→ **What to work on**
Pick out every line of the material below that contains the string "reflection", and copy each of those lines. Case counts.

→ **Listed entries**
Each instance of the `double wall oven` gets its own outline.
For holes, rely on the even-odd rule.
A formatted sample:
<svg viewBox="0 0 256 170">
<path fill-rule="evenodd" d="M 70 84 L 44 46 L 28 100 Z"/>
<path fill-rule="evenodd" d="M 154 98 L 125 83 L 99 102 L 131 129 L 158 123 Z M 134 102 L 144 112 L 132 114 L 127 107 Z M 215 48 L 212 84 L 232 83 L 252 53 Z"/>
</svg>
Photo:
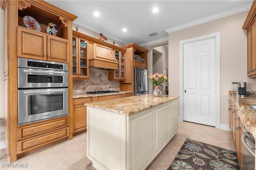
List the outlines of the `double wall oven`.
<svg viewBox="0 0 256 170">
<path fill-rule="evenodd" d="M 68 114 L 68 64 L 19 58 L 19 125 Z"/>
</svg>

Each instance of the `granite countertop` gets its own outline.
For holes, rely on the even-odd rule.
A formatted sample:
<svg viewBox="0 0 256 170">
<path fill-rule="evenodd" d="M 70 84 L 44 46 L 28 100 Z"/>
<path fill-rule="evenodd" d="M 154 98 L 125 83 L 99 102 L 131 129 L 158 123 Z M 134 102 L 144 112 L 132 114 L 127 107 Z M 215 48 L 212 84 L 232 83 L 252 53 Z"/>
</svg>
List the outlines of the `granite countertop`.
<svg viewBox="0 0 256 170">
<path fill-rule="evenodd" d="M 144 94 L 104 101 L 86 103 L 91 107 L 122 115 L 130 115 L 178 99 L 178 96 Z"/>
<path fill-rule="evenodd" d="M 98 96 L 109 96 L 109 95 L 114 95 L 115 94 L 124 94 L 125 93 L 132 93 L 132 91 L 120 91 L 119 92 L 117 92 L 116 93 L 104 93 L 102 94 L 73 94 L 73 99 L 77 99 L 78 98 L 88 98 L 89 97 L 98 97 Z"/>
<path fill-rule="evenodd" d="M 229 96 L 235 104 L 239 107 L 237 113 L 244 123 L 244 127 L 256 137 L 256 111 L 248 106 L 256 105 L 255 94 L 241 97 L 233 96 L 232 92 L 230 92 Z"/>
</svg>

* * *

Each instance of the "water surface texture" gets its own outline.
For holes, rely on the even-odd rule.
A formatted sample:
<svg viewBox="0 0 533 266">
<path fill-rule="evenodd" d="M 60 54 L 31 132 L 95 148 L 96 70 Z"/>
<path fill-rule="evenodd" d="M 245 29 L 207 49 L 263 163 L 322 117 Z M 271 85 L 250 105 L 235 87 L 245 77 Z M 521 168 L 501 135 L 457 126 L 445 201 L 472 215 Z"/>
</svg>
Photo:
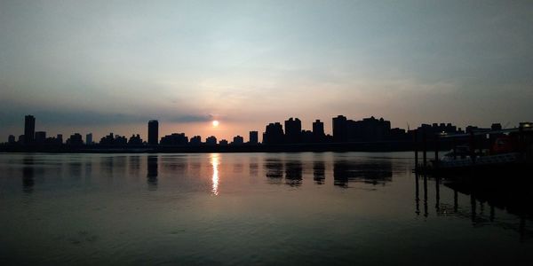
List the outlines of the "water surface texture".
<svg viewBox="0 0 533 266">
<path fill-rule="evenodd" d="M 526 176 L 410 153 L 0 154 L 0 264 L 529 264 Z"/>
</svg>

--

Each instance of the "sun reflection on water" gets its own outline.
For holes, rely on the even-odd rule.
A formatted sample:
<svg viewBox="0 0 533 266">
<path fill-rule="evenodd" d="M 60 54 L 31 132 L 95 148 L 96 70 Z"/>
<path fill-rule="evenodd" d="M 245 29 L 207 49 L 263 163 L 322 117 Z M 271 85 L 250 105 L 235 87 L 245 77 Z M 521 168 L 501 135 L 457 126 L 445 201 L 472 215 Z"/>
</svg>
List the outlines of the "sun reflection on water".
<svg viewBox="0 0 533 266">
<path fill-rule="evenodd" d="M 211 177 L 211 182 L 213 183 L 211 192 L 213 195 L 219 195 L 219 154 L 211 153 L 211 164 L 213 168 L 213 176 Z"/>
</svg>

→ **Answer for this exercise**
Each instance of the "sun reflection on water" gets its own outline.
List the outlines of the "sun reflection on water".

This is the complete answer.